◆ **Extract**
Preparing for the expected is only one part swimming an open water ultra, there is also the unknown. “I’ve never swam that long before, so anything can happen,” he says. But the unknown is exactly the part he loves about open water swimming. "Every swim is different, isn't it? You can’t predict what's gonna happen. At the end of my Bristol channel, I had dolphins swimming around me and it was amazing…You get so many different elements and it makes it exciting and less boring. It does also make it more mentally challenging,” he says.
No matter how prepared and capable a swimmer is, during an ultra it’s a certainty to run into difficult moments. “When it gets hard, a lot of the time in the last swim, I thought about the reason why I was doing it and that sort of pushes you along. It helps as well knowing that your family's gonna be there at the end—my little boy will be there at the end. It all sort of drives and helps you push through.”

◆ **Extracted information**
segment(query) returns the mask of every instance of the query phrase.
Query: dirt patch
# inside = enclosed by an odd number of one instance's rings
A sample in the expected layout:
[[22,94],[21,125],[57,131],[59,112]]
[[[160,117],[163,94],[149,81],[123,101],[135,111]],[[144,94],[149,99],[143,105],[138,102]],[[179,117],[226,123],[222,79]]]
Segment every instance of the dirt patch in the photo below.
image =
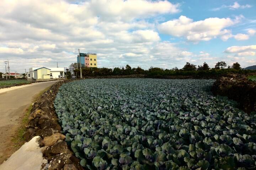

◆ **Instructions**
• A. In the passage about the open water ultra swim, what was swimming around him at the end of his Bristol channel swim?
• B. Please carry on the passage about the open water ultra swim from its final sentence.

◆ **Task-by-task results**
• A. Dolphins were swimming around him.

• B.
Gilson credits his mental toughness to his swimming years. “You have to be prepared to put in the training and the work and, if I hadn't been a swimmer before, training for an ultra event, well, I don't think I would...Swimming gave me the mindset that when things are tough, you can push through. I think that's for general life as well and I think not to be taken for granted.”
He references his son: “We had loads of different advice from doctors and pediatricians. Because it looks very much like autism—we would've accepted that—but we just knew it wasn't. So we just had to keep pushing for answers. We could have just accepted the general concession from the doctors, but it was looking for those other answers and thinking outside the box a bit. We did manage to find the solution and maybe we wouldn't have done if we just accepted it. I don't know where my son would be now if we had.”